Lucky 13 Months


My Kaia,

Whoever gave you permission to start growing into a little girl, please kindly ask that they slow it down a bit. And that they run it by me first, so I have time to hold on to the memories of your baby-ness. Thank You.

We passed the one year mark together. “Oh Wow!” as your friend Sula Pearl would say. Can it be that I will now chart the course of my own mortality by your passing years? For mine no longer matter. You are my forever youth, the brown-eyed girl who used to fear nothing, lying on my back in the mattress of grass, the blades of which I’d hold between my thumbs and blow through. A makeshift whistle of sorts. I was intrigued. I see that little girl in you and yet I notice your patchwork personality, the unique variance of your colors and threads. Kaia, forgive me as I blanket myself in your love. I am your Mama and I need you.

Isn’t it strange, my love, that you needed me so much recently. But now that you are walking, finding your own steady ground, you have become more independent. And now I need you. Or perhaps I just yearn for the reassurance that you will always come back to my arms, my ready lap, the place on my hips carved just for you.

The days that pass reveal the quickly-firing nuerons and pathways of your growing mind. You have taken to signing suddenly, adding “more”, “eat”, “cat”, “puppy”, “flower”, “book”, and “bath” to your repetoire. I am stunned at your abilities. Help me to always keep my ability to be grateful.

++++++

# Challenges:
1 - Name every word the letter says Kaia has added to her signing.
2 - Please reproduce the letter between "We passed the" and "and I need you.", inclusive.
Work from the letter alone.

Records taken from a collection:
++++++

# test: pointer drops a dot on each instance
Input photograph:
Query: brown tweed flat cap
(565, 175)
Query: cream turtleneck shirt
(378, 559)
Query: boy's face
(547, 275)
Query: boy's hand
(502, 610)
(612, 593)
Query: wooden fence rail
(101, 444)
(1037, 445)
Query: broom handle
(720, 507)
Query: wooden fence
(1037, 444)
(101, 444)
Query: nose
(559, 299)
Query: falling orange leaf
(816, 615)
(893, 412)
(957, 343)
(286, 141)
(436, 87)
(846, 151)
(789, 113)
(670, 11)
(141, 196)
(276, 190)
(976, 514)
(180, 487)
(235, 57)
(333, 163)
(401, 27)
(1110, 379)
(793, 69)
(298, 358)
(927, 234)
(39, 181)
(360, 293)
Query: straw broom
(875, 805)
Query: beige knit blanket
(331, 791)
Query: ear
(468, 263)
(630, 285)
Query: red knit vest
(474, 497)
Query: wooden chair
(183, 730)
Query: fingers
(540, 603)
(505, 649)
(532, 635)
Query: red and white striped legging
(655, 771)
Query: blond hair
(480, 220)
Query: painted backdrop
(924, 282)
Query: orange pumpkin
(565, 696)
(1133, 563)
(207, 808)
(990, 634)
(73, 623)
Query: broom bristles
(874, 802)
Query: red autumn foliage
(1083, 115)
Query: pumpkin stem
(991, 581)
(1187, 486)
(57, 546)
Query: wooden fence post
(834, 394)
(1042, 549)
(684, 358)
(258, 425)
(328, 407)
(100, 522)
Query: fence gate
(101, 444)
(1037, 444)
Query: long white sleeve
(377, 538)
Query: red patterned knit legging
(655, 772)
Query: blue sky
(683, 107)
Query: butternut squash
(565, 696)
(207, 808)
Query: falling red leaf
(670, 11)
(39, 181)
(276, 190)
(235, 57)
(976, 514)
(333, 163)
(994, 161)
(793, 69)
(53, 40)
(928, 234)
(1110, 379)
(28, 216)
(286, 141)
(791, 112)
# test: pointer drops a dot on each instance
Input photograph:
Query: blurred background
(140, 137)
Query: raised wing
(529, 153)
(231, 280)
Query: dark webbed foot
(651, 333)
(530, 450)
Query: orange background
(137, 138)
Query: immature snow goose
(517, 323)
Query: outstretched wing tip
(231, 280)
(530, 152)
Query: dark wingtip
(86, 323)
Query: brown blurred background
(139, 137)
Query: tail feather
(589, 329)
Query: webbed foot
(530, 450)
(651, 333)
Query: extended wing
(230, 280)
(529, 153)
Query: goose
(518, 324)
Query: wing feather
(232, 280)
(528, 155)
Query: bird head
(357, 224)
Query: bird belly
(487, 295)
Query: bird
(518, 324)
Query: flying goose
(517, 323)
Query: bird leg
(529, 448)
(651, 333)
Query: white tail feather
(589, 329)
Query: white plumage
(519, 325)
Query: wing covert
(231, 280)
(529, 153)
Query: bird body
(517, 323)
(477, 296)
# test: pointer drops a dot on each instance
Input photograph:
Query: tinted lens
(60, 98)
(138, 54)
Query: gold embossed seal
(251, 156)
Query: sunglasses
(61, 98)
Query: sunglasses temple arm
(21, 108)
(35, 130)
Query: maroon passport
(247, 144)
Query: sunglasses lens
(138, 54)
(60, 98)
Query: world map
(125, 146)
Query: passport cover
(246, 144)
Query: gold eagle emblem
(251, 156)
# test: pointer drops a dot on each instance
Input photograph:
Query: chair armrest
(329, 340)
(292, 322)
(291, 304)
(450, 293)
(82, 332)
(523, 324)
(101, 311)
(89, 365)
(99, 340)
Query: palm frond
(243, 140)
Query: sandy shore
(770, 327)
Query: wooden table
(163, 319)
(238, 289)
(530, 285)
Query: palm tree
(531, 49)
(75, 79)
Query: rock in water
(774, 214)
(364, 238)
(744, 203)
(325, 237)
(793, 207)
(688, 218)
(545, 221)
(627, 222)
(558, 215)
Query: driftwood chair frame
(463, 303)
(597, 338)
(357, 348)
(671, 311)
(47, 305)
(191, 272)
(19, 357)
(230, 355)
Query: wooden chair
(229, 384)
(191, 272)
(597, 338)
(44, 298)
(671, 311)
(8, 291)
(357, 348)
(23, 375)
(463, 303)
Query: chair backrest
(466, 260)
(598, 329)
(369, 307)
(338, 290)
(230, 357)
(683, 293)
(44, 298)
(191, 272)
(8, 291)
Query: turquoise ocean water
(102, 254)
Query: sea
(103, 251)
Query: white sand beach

++++++

# Results for each task:
1 - "more", "eat", "cat", "puppy", "flower", "book", "bath"

2 -
We passed the one year mark together. “Oh Wow!” as your friend Sula Pearl would say. Can it be that I will now chart the course of my own mortality by your passing years? For mine no longer matter. You are my forever youth, the brown-eyed girl who used to fear nothing, lying on my back in the mattress of grass, the blades of which I’d hold between my thumbs and blow through. A makeshift whistle of sorts. I was intrigued. I see that little girl in you and yet I notice your patchwork personality, the unique variance of your colors and threads. Kaia, forgive me as I blanket myself in your love. I am your Mama and I need you.